[Provided records Boundary: Start]

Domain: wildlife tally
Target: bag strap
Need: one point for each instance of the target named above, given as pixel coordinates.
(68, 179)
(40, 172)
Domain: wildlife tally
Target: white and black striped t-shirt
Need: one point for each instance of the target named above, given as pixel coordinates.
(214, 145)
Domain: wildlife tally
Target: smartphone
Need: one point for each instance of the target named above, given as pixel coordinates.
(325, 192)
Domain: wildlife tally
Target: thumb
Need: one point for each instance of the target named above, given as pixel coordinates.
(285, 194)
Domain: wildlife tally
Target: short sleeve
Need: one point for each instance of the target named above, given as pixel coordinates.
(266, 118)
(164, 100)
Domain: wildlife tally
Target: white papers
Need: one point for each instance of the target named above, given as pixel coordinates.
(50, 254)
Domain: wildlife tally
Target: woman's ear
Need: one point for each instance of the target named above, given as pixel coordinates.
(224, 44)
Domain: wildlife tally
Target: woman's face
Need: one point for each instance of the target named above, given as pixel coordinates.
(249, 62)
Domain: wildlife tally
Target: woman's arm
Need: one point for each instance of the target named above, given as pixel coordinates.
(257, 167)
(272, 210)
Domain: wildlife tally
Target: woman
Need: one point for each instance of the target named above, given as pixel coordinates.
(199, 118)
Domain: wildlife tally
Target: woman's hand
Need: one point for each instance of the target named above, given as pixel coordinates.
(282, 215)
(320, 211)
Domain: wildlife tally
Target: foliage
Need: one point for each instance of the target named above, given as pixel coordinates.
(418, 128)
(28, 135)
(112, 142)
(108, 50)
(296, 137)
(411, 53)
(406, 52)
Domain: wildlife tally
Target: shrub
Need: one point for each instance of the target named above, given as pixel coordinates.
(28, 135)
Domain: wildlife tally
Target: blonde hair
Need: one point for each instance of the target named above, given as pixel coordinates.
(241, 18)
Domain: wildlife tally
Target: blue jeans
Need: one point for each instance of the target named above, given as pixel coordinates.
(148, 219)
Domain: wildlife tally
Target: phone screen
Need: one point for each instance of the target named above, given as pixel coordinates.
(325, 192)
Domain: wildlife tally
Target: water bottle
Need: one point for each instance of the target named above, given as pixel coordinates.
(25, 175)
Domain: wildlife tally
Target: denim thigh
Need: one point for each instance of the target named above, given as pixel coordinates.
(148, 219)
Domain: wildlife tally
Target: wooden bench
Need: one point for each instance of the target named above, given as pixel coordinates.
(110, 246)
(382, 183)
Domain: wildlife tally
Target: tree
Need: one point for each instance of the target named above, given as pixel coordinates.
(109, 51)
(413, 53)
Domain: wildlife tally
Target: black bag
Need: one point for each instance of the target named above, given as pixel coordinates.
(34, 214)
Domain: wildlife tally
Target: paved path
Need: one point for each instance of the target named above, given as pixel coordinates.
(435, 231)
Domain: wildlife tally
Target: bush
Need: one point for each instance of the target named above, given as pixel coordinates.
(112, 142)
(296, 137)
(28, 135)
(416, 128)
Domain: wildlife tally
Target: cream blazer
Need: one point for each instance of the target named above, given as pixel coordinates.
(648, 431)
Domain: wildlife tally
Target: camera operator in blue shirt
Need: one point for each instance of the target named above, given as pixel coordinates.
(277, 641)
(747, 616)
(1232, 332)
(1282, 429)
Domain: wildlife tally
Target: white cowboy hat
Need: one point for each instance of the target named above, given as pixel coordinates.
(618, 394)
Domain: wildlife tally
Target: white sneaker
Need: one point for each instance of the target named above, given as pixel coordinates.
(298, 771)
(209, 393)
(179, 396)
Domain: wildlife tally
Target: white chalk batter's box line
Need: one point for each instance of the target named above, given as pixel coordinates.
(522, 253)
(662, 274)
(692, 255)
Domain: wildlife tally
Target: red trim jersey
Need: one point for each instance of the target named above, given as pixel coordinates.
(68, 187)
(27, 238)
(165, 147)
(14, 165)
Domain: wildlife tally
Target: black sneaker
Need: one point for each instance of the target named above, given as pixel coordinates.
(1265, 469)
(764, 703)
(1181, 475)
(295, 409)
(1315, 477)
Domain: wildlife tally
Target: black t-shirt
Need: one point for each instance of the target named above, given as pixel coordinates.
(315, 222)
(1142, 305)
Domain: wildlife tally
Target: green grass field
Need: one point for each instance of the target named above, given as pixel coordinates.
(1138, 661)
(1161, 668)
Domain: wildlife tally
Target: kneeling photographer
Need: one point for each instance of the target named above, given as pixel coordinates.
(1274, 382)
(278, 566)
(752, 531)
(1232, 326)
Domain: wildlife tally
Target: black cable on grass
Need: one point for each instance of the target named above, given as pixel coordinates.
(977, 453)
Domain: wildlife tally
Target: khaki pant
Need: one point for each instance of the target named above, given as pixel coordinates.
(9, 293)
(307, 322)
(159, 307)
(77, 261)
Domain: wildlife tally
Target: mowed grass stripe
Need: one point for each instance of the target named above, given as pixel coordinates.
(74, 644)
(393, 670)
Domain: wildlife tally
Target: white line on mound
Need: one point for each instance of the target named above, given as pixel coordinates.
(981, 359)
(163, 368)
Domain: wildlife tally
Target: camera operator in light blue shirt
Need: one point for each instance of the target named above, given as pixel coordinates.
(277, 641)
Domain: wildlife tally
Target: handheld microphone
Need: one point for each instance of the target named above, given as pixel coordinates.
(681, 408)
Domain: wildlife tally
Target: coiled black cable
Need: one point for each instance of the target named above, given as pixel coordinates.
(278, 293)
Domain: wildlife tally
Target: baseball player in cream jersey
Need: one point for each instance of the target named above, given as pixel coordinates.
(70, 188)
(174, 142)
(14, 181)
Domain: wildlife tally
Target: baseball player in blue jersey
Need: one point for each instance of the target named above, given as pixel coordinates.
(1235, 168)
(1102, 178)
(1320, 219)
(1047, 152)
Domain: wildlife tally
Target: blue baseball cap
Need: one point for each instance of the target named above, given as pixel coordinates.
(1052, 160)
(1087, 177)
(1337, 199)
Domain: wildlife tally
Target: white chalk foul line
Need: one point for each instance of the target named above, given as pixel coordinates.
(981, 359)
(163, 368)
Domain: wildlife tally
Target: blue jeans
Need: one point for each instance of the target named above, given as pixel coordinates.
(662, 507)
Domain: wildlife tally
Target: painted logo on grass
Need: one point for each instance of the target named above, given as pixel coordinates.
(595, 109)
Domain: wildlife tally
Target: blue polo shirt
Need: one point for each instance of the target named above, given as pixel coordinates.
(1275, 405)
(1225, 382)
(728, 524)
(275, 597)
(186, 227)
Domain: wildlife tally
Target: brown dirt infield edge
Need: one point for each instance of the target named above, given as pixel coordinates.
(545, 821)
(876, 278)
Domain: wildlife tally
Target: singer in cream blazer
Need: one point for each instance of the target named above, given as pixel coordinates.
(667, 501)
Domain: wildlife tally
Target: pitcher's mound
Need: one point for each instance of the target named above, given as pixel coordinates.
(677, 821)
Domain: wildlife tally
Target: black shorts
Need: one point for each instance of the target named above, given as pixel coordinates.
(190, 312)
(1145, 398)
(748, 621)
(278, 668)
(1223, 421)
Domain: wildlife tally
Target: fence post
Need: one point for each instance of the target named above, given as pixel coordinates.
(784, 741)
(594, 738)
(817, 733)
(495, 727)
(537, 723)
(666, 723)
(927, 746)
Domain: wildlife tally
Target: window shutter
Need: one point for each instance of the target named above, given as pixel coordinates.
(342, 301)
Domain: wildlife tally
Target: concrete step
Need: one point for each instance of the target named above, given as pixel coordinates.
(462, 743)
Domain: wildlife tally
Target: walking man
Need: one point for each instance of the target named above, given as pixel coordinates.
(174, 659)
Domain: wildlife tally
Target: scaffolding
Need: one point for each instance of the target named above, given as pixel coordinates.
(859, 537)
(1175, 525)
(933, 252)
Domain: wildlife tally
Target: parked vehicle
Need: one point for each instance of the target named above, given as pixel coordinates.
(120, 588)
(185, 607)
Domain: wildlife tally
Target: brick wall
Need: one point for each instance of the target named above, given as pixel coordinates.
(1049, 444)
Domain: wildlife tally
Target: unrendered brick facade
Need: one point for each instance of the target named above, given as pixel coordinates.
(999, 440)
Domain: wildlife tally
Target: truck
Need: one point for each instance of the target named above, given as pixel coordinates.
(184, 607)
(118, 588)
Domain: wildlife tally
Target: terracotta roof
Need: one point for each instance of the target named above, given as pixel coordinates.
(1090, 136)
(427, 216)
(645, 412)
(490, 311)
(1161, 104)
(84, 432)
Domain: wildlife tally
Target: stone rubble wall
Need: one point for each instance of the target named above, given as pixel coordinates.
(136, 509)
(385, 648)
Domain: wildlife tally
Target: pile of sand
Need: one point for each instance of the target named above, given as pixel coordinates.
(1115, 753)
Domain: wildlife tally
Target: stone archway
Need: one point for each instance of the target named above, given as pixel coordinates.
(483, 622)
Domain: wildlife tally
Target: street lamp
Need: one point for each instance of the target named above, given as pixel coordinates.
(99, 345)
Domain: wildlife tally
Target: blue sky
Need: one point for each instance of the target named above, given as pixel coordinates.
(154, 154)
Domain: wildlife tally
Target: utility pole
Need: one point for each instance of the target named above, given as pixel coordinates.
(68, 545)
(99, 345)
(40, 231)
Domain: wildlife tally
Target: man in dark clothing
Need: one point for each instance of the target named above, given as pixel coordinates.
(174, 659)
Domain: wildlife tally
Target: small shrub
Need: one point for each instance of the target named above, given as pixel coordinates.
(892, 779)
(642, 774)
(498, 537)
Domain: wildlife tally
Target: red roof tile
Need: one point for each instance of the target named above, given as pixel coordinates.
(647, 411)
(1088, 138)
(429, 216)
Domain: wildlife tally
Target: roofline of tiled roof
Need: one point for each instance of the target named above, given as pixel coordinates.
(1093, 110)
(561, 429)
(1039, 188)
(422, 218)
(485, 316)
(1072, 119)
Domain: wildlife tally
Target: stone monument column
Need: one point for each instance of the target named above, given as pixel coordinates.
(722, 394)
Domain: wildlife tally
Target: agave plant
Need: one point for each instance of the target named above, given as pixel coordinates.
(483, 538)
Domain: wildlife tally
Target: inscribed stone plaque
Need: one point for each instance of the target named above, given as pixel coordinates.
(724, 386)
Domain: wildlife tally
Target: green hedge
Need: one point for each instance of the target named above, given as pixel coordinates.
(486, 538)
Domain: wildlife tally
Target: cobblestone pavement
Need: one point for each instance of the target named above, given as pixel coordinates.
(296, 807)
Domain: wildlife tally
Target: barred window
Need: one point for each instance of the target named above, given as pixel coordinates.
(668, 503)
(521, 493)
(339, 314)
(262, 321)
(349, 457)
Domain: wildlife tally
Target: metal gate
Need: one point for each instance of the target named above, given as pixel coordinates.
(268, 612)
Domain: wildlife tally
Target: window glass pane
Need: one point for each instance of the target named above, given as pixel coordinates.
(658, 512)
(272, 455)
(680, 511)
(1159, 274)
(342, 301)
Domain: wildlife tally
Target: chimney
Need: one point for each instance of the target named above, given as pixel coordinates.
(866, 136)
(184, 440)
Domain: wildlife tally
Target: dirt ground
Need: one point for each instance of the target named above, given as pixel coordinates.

[Provided records Boundary: End]

Instructions for the task:
Exactly the lines from the start of the entries through the one bearing "Target: short sleeve" are to be output, with both ends included.

Task response:
Domain: wildlife tally
Target: bag strap
Need: one point for each instance of the target named above, given as pixel coordinates.
(68, 179)
(40, 172)
Domain: wildlife tally
Target: white and black striped t-shirt
Need: one point for each instance of the target named above, given as pixel coordinates.
(214, 145)
Domain: wildlife tally
Target: smartphone
Need: one point for each instance of the target named above, given as pixel coordinates.
(325, 192)
Domain: wildlife tally
Target: thumb
Need: one point for each instance of the target named above, given as pixel coordinates.
(285, 194)
Domain: wildlife tally
Target: short sleeve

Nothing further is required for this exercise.